» **Exercise aim**: Please render each line of the items below as a Markdown table with two columns, No. and Text, numbering the rows in order and skipping any blank lines. Leave the pictures out of the table.

» **Pointing dataset excerpts**:
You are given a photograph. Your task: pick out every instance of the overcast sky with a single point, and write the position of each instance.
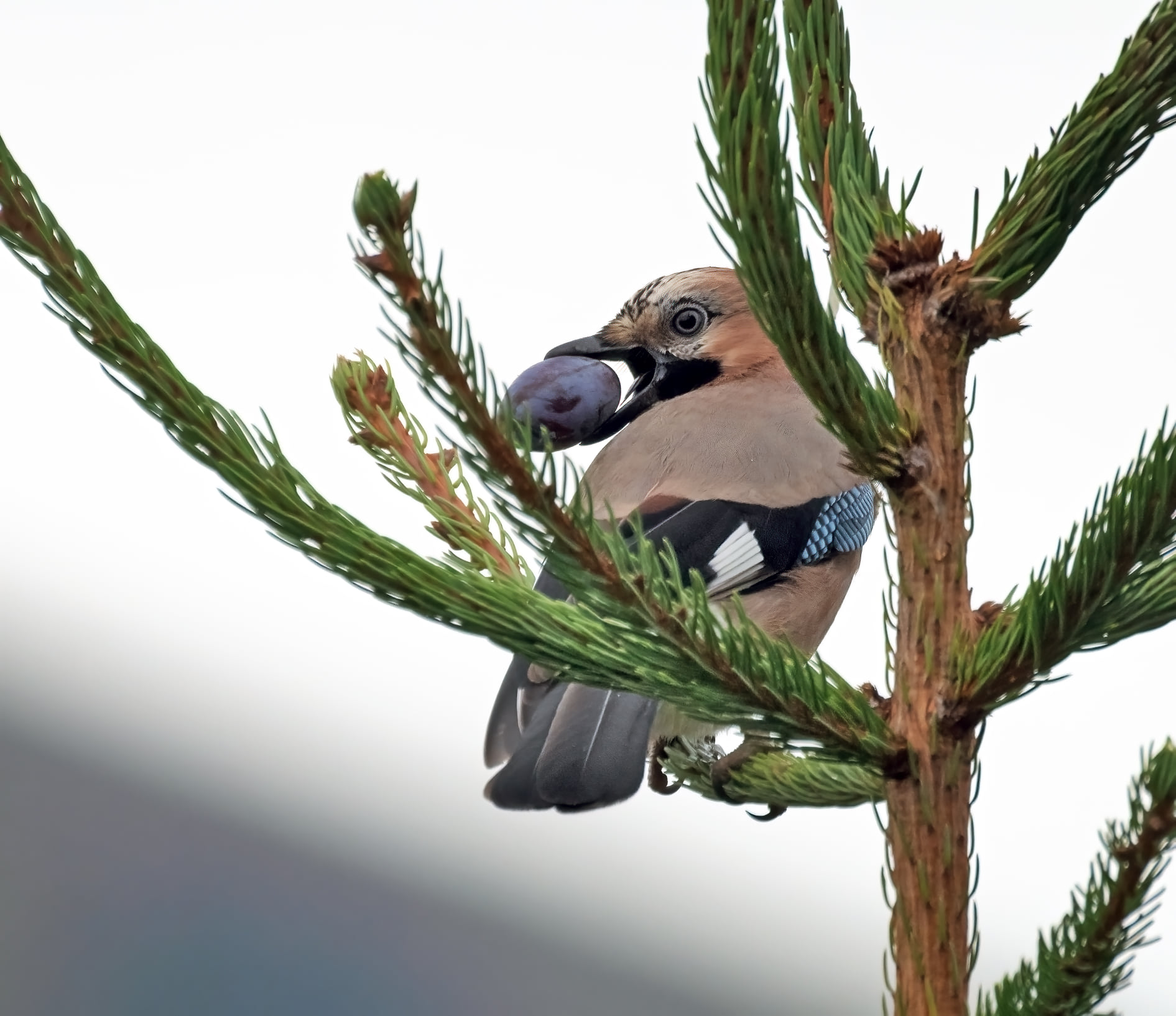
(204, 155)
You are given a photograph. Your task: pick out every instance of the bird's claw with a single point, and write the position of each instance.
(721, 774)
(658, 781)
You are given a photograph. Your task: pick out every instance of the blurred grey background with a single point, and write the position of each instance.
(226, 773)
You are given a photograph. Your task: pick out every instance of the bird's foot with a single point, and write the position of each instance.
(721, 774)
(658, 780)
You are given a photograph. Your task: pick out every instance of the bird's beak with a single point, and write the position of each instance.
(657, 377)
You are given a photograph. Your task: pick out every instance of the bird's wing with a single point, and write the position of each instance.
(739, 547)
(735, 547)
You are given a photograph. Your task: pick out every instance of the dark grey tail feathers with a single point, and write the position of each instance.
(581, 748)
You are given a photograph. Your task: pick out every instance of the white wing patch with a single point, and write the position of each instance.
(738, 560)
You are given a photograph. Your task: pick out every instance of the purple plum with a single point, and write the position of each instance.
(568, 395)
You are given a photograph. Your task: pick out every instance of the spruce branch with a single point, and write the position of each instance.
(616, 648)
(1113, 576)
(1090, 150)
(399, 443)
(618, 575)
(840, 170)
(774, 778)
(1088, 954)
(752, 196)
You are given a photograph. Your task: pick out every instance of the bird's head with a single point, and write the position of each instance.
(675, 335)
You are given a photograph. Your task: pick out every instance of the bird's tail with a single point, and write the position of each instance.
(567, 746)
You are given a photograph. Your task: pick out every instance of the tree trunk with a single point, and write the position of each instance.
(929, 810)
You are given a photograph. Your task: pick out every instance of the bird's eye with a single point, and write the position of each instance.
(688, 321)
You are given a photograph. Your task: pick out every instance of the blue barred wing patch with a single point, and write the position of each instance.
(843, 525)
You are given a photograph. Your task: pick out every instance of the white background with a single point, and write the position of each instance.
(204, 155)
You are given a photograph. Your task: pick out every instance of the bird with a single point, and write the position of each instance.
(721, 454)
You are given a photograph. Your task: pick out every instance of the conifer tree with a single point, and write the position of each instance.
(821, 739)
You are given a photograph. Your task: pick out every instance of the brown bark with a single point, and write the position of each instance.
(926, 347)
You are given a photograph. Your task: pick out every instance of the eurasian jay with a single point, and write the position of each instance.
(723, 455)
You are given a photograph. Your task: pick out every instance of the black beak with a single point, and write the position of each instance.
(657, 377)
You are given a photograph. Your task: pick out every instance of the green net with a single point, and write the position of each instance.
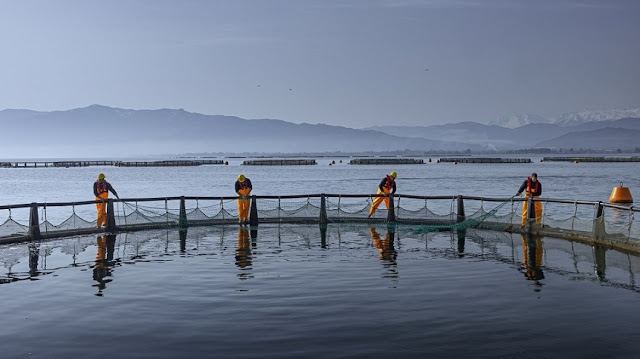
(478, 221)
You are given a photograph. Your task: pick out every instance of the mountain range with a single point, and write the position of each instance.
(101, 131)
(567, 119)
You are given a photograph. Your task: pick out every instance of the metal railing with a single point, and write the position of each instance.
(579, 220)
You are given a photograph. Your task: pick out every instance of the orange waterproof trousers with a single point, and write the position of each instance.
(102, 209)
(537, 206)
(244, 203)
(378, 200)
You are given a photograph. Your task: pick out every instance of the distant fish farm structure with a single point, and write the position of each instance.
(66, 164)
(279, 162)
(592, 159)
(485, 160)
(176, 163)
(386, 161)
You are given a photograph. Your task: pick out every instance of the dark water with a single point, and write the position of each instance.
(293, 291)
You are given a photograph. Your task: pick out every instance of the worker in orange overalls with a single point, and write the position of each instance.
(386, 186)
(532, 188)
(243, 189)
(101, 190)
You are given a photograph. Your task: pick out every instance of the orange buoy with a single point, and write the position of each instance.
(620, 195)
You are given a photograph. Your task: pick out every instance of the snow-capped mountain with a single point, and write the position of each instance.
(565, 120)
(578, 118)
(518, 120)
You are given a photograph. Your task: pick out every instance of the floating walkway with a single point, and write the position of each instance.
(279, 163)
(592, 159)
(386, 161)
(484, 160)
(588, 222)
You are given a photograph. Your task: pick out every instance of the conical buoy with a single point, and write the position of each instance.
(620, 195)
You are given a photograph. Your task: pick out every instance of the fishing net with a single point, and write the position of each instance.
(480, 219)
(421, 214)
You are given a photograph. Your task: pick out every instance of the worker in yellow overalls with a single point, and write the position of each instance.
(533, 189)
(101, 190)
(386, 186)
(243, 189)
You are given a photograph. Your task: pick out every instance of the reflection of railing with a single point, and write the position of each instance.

» **Exercise output**:
| No. | Text |
|---|---|
| 1 | You are given a photograph. Your task: pick out every instance of the overcast sky with a single point, and write the position of each instance. |
| 2 | (204, 155) |
| 3 | You are given a photograph. Your task: pick out every instance of the bird's claw with a single point, and write the position of each instance. |
| 4 | (721, 774) |
| 5 | (658, 781) |
| 6 | You are given a photograph. Your task: pick out every instance of the blurred grey background with a single point, and write the position of each instance. |
| 7 | (226, 773) |
| 8 | You are given a photograph. Your task: pick out every instance of the bird's foot with a single point, and write the position of each instance. |
| 9 | (721, 774) |
| 10 | (658, 780) |
| 11 | You are given a photograph. Your task: pick out every instance of the bird's beak with a single point, and write the position of each instance. |
| 12 | (657, 377) |
| 13 | You are given a photograph. Your task: pick out every instance of the bird's wing with a single point, and write the position of each instance. |
| 14 | (739, 547) |
| 15 | (735, 547) |
| 16 | You are given a photograph. Your task: pick out every instance of the dark grey tail feathers with a single point, and write the position of each instance. |
| 17 | (581, 748) |
| 18 | You are given a photograph. Your task: pick out every instance of the white wing patch with a single point, and write the position of each instance. |
| 19 | (738, 560) |
| 20 | You are given a photograph. Your task: pick out every instance of the purple plum with a single point, and write the position of each instance. |
| 21 | (568, 395) |
| 22 | You are given a photograph. Your task: pick out every instance of the spruce branch with a single point, and write the position of each instance. |
| 23 | (616, 648) |
| 24 | (1113, 576) |
| 25 | (1090, 150) |
| 26 | (399, 443) |
| 27 | (618, 575) |
| 28 | (840, 170) |
| 29 | (774, 778) |
| 30 | (1088, 954) |
| 31 | (752, 196) |
| 32 | You are given a photograph. Your task: pick out every instance of the bird's head with a single point, and write the position of each instance. |
| 33 | (675, 335) |
| 34 | You are given a photograph. Your task: pick out every instance of the bird's tail with a single point, and write the position of each instance. |
| 35 | (567, 746) |
| 36 | You are given a photograph. Your task: pick out every instance of the tree trunk with a single point, and write the position of each instance. |
| 37 | (929, 810) |
| 38 | You are given a photograph. Your task: pick out every instance of the bird's eye with a single point, and write the position of each instance. |
| 39 | (688, 321) |
| 40 | You are given a photograph. Your task: pick out every instance of the blue barred wing patch with a single point, and write the position of each instance. |
| 41 | (843, 525) |
| 42 | You are given a photograph. Your task: pick out every instance of the white background with a single point, and write the position of each instance. |
| 43 | (204, 155) |
| 44 | You are given a photograph. Your task: pick out every instance of the bird with a single point, and write the position of each instance. |
| 45 | (721, 454) |
| 46 | You are given a photograph. Your task: pick out every instance of the conifer tree with a single point, and write the position of each instance. |
| 47 | (821, 739) |
| 48 | You are given a photograph. Your task: pick out every instance of the brown bark with a single point, and write the position of each instance. |
| 49 | (926, 347) |
| 50 | You are given a photograph. Your task: pick out every instance of the eurasian jay with a single point, and write the position of each instance. |
| 51 | (723, 455) |
| 52 | You are given a photograph. Your task: pick out every instance of the black beak with a single point, and write the position of each instance. |
| 53 | (657, 377) |
| 54 | You are given a photograph. Your task: pick out every instance of the green net with a single point, and write the position of each instance. |
| 55 | (478, 221) |
| 56 | You are given a photograph. Your task: pick out every instance of the mountain range with a single point, and write the position of each instance. |
| 57 | (101, 131) |
| 58 | (567, 119) |
| 59 | You are given a photograph. Your task: pick out every instance of the metal railing with a single point, and write the position of each instance. |
| 60 | (579, 220) |
| 61 | You are given a photograph. Your task: pick out every instance of the orange waterproof trousers with a single point, and write the position of each instance. |
| 62 | (102, 209) |
| 63 | (537, 206) |
| 64 | (244, 203) |
| 65 | (378, 200) |
| 66 | You are given a photograph. Your task: pick out every instance of the distant fish farm structure with a single point, and write the position of each instance. |
| 67 | (66, 164) |
| 68 | (279, 162) |
| 69 | (592, 159) |
| 70 | (485, 160) |
| 71 | (176, 163) |
| 72 | (386, 161) |
| 73 | You are given a photograph. Your task: pick out every instance of the dark water with a single point, and write the position of each instance. |
| 74 | (293, 291) |
| 75 | You are given a photograph. Your task: pick out every instance of the worker in orange overalls with a single point, and write the position of each instance. |
| 76 | (386, 186) |
| 77 | (532, 188) |
| 78 | (243, 189) |
| 79 | (101, 190) |
| 80 | You are given a photograph. Your task: pick out every instance of the orange buoy with a single point, and write the position of each instance. |
| 81 | (620, 195) |
| 82 | You are given a photograph. Your task: pick out every instance of the snow-capped mountain with a single point, and write the position of each instance. |
| 83 | (565, 120) |
| 84 | (578, 118) |
| 85 | (518, 120) |
| 86 | You are given a photograph. Your task: pick out every instance of the floating walkway with a single point, and write the position of each instance. |
| 87 | (279, 163) |
| 88 | (592, 159) |
| 89 | (386, 161) |
| 90 | (484, 160) |
| 91 | (588, 222) |
| 92 | You are given a photograph. Your task: pick out every instance of the conical buoy with a single point, and write the position of each instance. |
| 93 | (620, 195) |
| 94 | You are given a photograph. Your task: pick out every instance of the fishing net with a single point, and write the position of each instance. |
| 95 | (480, 219) |
| 96 | (421, 214) |
| 97 | You are given a photograph. Your task: pick out every instance of the worker in yellow overalls with a single point, and write the position of each instance. |
| 98 | (533, 189) |
| 99 | (101, 190) |
| 100 | (386, 186) |
| 101 | (243, 189) |
| 102 | You are given a photograph. Your task: pick out every instance of the reflection of railing with a single point, and write the position of each instance. |